→ EXERCISE TASK
Reproduce the listing below word for word, keeping every line in its original order.

→ PROVIDED MATERIAL
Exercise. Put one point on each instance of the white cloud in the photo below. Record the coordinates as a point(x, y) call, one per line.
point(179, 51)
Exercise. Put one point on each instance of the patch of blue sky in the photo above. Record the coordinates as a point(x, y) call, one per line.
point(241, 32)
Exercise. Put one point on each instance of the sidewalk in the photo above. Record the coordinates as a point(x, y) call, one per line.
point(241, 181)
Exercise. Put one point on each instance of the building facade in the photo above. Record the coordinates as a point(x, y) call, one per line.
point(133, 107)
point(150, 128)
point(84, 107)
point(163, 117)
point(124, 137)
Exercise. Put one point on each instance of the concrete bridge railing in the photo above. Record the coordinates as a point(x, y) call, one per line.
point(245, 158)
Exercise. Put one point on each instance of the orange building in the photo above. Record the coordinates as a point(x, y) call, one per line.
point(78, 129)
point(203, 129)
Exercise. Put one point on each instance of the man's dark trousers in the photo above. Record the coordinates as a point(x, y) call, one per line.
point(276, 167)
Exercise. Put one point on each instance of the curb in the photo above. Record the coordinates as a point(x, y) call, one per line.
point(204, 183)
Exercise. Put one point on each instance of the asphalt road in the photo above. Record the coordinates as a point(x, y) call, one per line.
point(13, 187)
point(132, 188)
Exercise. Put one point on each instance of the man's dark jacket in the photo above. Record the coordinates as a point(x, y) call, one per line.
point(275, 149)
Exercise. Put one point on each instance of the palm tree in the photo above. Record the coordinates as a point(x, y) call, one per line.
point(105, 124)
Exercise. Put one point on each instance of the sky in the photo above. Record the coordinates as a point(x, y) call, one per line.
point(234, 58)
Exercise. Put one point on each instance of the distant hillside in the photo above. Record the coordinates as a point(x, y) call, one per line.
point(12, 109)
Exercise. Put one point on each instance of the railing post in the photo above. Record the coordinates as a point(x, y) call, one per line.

→ ANSWER
Exercise. Put one point on each instance of the white cloud in the photo below. Record the coordinates as a point(x, y) call, one per line.
point(179, 51)
Exercise. Put one point on each instance of the patch of blue sky in the photo above. Record the coordinates as a point(x, y) call, one per line.
point(241, 32)
Exercise. Put one point on each instance of the sidewalk in the photo above. Record the coordinates as a point(x, y) call, one per line.
point(241, 181)
Exercise. Put one point on each instance of the building facade in the photo above. Record the coordinates as a point(x, y) call, one per line.
point(133, 107)
point(150, 128)
point(84, 107)
point(163, 117)
point(124, 137)
Exercise. Put one point on each instance of the concrete bridge railing in the photo above. Record the coordinates as a point(x, y) call, one per line.
point(245, 158)
Exercise. Put one point on each instance of the orange building in the photo above. Record the coordinates as a point(x, y) call, one per line.
point(78, 129)
point(203, 129)
Exercise. Put one point on each instance of the man's dark trousers in the photo above. Record the coordinates as a point(x, y) call, one per line.
point(276, 167)
Exercise. Put one point on each instance of the curb in the photo above. Record the coordinates as a point(x, y) call, one per line.
point(204, 183)
Exercise. Put one point on each instance of the asphalt road in the photo above. Record the coordinates as a point(x, y) call, one per line.
point(13, 187)
point(132, 188)
Exercise. Put one point on each instance of the man's dark jacket in the photo above. Record the coordinates as a point(x, y) call, one per line.
point(275, 149)
Exercise. Put one point on each instance of the palm tree in the photo above. Record the coordinates as a point(x, y) call, one per line.
point(105, 124)
Exercise. Put one point on each instance of the sky in the photo above. Record the coordinates as a point(x, y) call, one per line.
point(234, 58)
Exercise. Put one point on each instance of the distant hillside in the photo above. Record the coordinates as a point(x, y) call, one per line.
point(12, 109)
Exercise. Put one point on each instance of the railing post in the photo above. Record the coordinates as a point(x, y) call, one per line.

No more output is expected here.